-- start TEXT SHOWN --

Bangs had a phone call or meeting (I think it was the former) with Levy and asked him about the writing of the song.   Levy said that he suggested the song to Dylan, and Dylan was excited about the idea, emphasising the point that Dylan was always interested in outlaws, citing the JWH album by way of example.  Levy put forward a strong defence of the Gallo family saying, “I think calling Joey [a hoodlum] is labelling someone unfairly, and he wasn’t a psychopath either.  He was just trying to build something to help his people and family, and I don’t mean in a Mafia sense.”  His view is he and Dylan worked on the song together.

It goes on to say that Joey was the victim of social circumstance, and that it was never proven that the Gallo family killed anyone.  When Bangs argued that Joey claimed to have killed Anastasia, Levy argues back that this was just his bragging style.

So, we have Dylan’s view that Levy wrote the words, and Levy’s view that they knocked around the ideas together.  Either way it seems that as Bangs says, Dylan didn’t do his homework, but then poets aren’t expected to do homework.   Which is probably why Plato banned poets from the Republic, now I come to think of it.

Bangs article is, as I suggest, really worth reading in depth.  Unfortunately what most people know about Bangs and this song is his comment in Creem, “One of the most mindlessly amoral pieces of repellently romanticist bullshit ever recorded.”  Heylin by and large has the same doubts, but being a lesser writer reduces it all to one sentence, “Gallo was just plain nuts.”

Heylin reports on Dylan discussing the choice of song with Larry Sloman (author of On the Road with Bob Dylan) three months before the release, with Dylan saying “I never considered him a gangster.  I always thought of him as some kind of hero… An underdog fighting against the elements.”

-- end TEXT SHOWN --

» AIM
Copy out the entire passage about Dylan, Levy, and the Joey Gallo song word for word. The data that follows has no connection to the passage about Dylan, Levy, and the Joey Gallo song.

-- start MATERIAL PROVIDED --

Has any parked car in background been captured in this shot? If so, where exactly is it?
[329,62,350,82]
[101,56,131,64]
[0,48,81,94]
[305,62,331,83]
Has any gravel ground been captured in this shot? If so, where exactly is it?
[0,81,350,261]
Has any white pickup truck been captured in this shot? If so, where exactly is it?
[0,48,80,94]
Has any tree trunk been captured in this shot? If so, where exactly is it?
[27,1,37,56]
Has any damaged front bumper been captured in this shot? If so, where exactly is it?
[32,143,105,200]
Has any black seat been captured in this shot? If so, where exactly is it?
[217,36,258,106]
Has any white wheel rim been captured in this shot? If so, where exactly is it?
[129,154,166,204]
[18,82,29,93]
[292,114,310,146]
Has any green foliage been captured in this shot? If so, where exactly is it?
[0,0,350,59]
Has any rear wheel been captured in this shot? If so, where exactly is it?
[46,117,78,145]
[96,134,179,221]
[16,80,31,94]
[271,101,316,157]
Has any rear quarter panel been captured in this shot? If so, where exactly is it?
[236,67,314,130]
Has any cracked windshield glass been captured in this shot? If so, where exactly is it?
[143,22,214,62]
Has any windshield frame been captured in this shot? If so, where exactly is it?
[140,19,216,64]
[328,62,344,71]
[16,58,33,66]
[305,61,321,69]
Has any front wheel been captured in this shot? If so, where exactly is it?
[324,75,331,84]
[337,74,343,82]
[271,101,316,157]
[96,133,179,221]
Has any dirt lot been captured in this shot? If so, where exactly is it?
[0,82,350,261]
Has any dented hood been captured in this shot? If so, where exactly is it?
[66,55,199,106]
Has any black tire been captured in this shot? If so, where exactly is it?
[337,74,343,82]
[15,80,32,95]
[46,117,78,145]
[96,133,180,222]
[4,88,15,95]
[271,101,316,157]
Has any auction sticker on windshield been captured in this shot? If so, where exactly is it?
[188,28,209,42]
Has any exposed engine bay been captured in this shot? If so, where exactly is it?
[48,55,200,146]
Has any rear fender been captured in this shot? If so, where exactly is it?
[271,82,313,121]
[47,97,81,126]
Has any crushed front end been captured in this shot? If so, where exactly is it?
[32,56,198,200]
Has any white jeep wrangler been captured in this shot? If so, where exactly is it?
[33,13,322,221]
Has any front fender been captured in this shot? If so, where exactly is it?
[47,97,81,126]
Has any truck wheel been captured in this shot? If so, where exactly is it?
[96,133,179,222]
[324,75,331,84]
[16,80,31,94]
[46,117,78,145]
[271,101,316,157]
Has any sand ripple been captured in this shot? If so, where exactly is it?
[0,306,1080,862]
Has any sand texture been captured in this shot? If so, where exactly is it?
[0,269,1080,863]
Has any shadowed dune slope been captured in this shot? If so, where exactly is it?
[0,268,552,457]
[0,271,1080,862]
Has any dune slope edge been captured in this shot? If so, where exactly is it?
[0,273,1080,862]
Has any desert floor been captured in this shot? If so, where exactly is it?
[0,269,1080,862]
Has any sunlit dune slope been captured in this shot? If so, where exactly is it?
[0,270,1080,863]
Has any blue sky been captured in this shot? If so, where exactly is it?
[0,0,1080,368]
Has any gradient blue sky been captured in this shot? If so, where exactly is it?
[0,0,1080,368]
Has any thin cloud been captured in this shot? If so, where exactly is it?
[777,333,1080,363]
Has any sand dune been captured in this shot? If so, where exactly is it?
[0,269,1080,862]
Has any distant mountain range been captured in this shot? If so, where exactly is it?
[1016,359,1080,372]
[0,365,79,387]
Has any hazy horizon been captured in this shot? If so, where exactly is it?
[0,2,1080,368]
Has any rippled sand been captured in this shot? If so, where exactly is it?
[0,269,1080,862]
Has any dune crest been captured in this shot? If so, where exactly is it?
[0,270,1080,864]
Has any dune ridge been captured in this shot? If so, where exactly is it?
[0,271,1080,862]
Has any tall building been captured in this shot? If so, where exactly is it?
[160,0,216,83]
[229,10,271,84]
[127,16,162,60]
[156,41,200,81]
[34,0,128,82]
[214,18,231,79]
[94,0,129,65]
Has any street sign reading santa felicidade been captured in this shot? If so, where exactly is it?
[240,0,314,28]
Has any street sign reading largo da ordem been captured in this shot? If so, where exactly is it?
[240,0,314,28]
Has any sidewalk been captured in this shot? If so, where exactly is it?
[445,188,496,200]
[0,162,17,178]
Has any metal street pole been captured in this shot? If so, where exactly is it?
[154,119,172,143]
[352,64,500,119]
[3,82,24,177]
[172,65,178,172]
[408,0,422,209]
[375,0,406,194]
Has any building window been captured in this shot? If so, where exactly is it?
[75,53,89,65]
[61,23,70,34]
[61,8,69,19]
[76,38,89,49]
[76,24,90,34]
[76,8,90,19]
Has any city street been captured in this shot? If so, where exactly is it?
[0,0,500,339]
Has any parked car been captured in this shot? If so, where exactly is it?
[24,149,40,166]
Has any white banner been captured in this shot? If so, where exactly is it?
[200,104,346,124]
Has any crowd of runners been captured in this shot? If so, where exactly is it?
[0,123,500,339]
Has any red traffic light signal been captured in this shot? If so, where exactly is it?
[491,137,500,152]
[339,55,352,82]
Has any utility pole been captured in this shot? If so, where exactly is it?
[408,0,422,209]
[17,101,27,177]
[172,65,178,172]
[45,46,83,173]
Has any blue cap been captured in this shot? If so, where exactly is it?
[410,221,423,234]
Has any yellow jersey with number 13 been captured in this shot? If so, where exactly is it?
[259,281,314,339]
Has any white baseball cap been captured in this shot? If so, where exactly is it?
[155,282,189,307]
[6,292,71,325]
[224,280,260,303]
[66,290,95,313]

-- end MATERIAL PROVIDED --

» RESULT OF THIS EXERCISE
Bangs had a phone call or meeting (I think it was the former) with Levy and asked him about the writing of the song.   Levy said that he suggested the song to Dylan, and Dylan was excited about the idea, emphasising the point that Dylan was always interested in outlaws, citing the JWH album by way of example.  Levy put forward a strong defence of the Gallo family saying, “I think calling Joey [a hoodlum] is labelling someone unfairly, and he wasn’t a psychopath either.  He was just trying to build something to help his people and family, and I don’t mean in a Mafia sense.”  His view is he and Dylan worked on the song together.

It goes on to say that Joey was the victim of social circumstance, and that it was never proven that the Gallo family killed anyone.  When Bangs argued that Joey claimed to have killed Anastasia, Levy argues back that this was just his bragging style.

So, we have Dylan’s view that Levy wrote the words, and Levy’s view that they knocked around the ideas together.  Either way it seems that as Bangs says, Dylan didn’t do his homework, but then poets aren’t expected to do homework.   Which is probably why Plato banned poets from the Republic, now I come to think of it.

Bangs article is, as I suggest, really worth reading in depth.  Unfortunately what most people know about Bangs and this song is his comment in Creem, “One of the most mindlessly amoral pieces of repellently romanticist bullshit ever recorded.”  Heylin by and large has the same doubts, but being a lesser writer reduces it all to one sentence, “Gallo was just plain nuts.”

Heylin reports on Dylan discussing the choice of song with Larry Sloman (author of On the Road with Bob Dylan) three months before the release, with Dylan saying “I never considered him a gangster.  I always thought of him as some kind of hero… An underdog fighting against the elements.”